Problem details
Copy every line of the entries below word for word, keeping their order and layout.

Records for processing
========================================

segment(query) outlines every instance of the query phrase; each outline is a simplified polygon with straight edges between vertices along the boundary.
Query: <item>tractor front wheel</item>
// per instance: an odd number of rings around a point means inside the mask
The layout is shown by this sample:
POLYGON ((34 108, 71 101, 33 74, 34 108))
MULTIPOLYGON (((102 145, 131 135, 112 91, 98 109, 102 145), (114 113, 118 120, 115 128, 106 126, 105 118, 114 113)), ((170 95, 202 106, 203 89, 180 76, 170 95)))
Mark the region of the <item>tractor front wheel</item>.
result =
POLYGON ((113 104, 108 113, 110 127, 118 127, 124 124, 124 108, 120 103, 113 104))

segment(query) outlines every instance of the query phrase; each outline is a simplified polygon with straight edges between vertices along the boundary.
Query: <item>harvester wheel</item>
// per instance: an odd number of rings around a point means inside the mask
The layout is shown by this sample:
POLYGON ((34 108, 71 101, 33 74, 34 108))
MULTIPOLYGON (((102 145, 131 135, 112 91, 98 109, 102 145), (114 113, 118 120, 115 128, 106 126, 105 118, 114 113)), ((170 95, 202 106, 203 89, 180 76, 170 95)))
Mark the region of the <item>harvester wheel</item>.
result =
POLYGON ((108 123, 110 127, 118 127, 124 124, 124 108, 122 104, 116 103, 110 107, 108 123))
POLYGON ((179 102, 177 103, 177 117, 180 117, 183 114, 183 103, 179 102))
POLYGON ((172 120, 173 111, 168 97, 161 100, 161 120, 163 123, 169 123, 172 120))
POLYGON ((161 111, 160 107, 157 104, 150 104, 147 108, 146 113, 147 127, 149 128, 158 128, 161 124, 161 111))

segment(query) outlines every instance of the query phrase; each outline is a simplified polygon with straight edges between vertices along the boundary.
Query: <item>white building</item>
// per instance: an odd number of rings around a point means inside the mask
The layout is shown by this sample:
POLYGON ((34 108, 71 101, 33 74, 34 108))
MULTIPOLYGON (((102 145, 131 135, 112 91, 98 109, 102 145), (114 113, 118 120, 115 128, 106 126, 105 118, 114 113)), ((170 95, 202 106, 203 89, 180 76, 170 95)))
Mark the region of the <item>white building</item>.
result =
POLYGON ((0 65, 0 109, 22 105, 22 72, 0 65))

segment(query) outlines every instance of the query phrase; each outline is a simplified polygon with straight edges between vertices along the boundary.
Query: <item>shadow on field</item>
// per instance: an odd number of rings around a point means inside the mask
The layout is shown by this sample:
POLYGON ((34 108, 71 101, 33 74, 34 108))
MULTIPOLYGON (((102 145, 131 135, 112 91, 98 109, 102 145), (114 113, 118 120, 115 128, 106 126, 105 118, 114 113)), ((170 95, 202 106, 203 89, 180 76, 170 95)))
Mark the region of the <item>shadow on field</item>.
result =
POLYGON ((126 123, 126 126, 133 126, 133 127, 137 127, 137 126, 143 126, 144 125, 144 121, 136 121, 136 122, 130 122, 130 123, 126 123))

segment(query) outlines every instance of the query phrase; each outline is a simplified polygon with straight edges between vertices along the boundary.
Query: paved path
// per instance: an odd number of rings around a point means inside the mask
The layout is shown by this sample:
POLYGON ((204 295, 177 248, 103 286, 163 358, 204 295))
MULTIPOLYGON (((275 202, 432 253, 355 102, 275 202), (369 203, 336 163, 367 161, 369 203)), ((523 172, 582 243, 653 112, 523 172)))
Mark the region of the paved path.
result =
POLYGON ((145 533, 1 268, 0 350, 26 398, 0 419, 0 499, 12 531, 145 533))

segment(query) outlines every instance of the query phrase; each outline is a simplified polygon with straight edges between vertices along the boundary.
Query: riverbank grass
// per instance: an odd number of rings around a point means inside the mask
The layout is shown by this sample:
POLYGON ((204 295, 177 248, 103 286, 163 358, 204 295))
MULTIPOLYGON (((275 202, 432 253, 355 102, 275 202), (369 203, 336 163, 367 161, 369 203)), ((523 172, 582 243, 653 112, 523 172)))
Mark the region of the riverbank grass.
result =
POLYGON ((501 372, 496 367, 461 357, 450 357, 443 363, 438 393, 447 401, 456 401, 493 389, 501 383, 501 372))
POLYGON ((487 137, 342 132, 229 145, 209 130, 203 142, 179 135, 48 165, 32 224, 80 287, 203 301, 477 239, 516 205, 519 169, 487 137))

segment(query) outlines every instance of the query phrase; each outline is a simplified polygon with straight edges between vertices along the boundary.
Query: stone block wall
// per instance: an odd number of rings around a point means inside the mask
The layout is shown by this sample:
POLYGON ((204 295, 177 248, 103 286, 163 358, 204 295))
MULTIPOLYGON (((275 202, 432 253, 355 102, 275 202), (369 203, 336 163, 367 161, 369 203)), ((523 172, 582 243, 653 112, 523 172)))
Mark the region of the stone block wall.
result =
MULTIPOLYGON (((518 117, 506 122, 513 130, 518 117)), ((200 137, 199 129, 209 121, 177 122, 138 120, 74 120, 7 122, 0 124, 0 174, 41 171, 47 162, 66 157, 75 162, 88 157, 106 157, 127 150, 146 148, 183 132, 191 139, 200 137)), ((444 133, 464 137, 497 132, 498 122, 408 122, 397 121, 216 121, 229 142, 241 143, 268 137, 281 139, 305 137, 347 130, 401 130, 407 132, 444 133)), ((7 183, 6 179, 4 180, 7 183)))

========================================

Worked answer
segment(query) outlines every instance of the query phrase; each outline is a simplified polygon with straight edges between vertices along the boundary.
Query: <item>tractor front wheel</item>
// per instance: an odd number of rings around a point means inside the mask
The layout is shown by this sample:
POLYGON ((34 108, 71 101, 33 74, 34 108))
MULTIPOLYGON (((102 145, 131 135, 112 91, 98 109, 102 145), (114 113, 118 120, 115 128, 106 126, 105 118, 114 113)), ((170 95, 202 106, 203 89, 180 76, 170 95)))
Mark the region of the <item>tractor front wheel</item>.
result =
POLYGON ((113 104, 108 113, 110 127, 118 127, 124 124, 124 108, 120 103, 113 104))

segment(query) outlines every instance of the query phrase; each outline is a simplified polygon with straight edges between vertices along the boundary.
Query: <item>harvester wheel</item>
// per instance: an odd number of rings around a point means inside the mask
The layout is shown by this sample:
POLYGON ((34 108, 71 101, 33 74, 34 108))
MULTIPOLYGON (((102 145, 131 135, 112 91, 98 109, 102 145), (114 113, 118 120, 115 128, 106 126, 105 118, 114 113)), ((170 95, 202 106, 203 89, 180 76, 170 95)))
Mark the region of the <item>harvester wheel</item>.
result =
POLYGON ((108 123, 110 127, 118 127, 124 124, 124 108, 122 104, 116 103, 110 107, 108 123))
POLYGON ((179 102, 177 103, 177 117, 180 117, 183 114, 183 103, 179 102))
POLYGON ((172 120, 173 111, 168 97, 161 100, 161 120, 163 123, 169 123, 172 120))
POLYGON ((161 111, 160 107, 157 104, 150 104, 147 108, 146 113, 147 127, 149 128, 158 128, 161 124, 161 111))

segment(query) outlines every instance of the query phrase; each outline is a simplified polygon with straight edges between vertices along the boundary.
Query: <item>white building</item>
// per instance: an odd number of rings around a point means inside the mask
The layout is shown by this sample:
POLYGON ((34 108, 71 101, 33 74, 34 108))
MULTIPOLYGON (((102 145, 131 135, 112 91, 98 109, 102 145), (114 113, 118 120, 115 128, 106 126, 105 118, 114 113)), ((170 95, 202 106, 203 89, 180 76, 170 95)))
Mark the region of the <item>white building</item>.
result =
POLYGON ((0 65, 0 109, 22 105, 22 72, 0 65))

segment(query) outlines every instance of the query phrase; each outline is a simplified polygon with straight edges between vertices along the boundary.
Query: <item>shadow on field</item>
// per instance: an odd number of rings around a point means inside the mask
The layout is shown by this sample:
POLYGON ((34 108, 71 101, 33 74, 34 108))
MULTIPOLYGON (((102 145, 131 135, 112 91, 98 109, 102 145), (114 113, 118 120, 115 128, 106 126, 105 118, 114 113)), ((170 95, 202 106, 203 89, 180 76, 170 95)))
Mark the region of the <item>shadow on field</item>.
result =
POLYGON ((126 123, 126 126, 133 126, 133 127, 137 127, 137 126, 143 126, 144 125, 144 121, 136 121, 136 122, 130 122, 130 123, 126 123))

segment(query) outlines every instance of the query phrase; each outline is a simplified polygon with straight edges between vertices along the boundary.
Query: paved path
// per instance: an odd number of rings around a point means inside the mask
The layout is shown by this sample:
POLYGON ((204 295, 177 248, 103 286, 163 358, 204 295))
MULTIPOLYGON (((275 202, 432 253, 355 102, 275 202), (369 203, 336 163, 367 161, 369 203)), ((523 172, 582 243, 653 112, 523 172)))
Mark the region of the paved path.
result =
POLYGON ((145 533, 1 268, 0 350, 26 398, 0 419, 0 499, 12 531, 145 533))

segment(query) outlines every instance of the query phrase; each outline is a simplified polygon with straight edges between vertices along the boundary.
Query: riverbank grass
// per instance: an odd number of rings around a point means inside the mask
The layout is shown by this sample:
POLYGON ((204 295, 177 248, 103 286, 163 358, 204 295))
MULTIPOLYGON (((275 202, 432 253, 355 102, 275 202), (369 203, 336 163, 367 161, 369 203)), ((523 172, 582 243, 653 112, 523 172)))
Mark the region of the riverbank grass.
result =
POLYGON ((501 372, 496 367, 461 357, 450 357, 443 363, 438 393, 447 401, 456 401, 493 389, 501 383, 501 372))
POLYGON ((487 137, 342 132, 229 145, 209 130, 203 142, 179 135, 48 165, 32 224, 80 287, 203 301, 477 239, 516 205, 519 169, 487 137))

segment(query) outlines every instance of the query phrase; each outline is a simplified polygon with straight edges between vertices along the boundary.
Query: stone block wall
// per instance: an odd number of rings around a point means inside the mask
The layout is shown by this sample:
POLYGON ((204 295, 177 248, 103 286, 163 358, 204 295))
MULTIPOLYGON (((275 202, 432 253, 355 102, 275 202), (369 203, 336 163, 367 161, 369 203)), ((523 172, 582 243, 653 112, 523 172)))
Mark the region of the stone block wall.
result =
MULTIPOLYGON (((518 117, 506 122, 513 130, 518 117)), ((200 137, 199 129, 209 121, 177 122, 138 120, 74 120, 7 122, 0 124, 0 174, 41 171, 47 162, 66 157, 75 162, 88 157, 106 157, 127 150, 146 148, 183 132, 191 139, 200 137)), ((444 133, 464 137, 497 132, 498 122, 408 122, 397 121, 216 121, 229 142, 241 143, 268 137, 281 139, 305 137, 347 130, 401 130, 407 132, 444 133)), ((7 183, 6 179, 4 180, 7 183)))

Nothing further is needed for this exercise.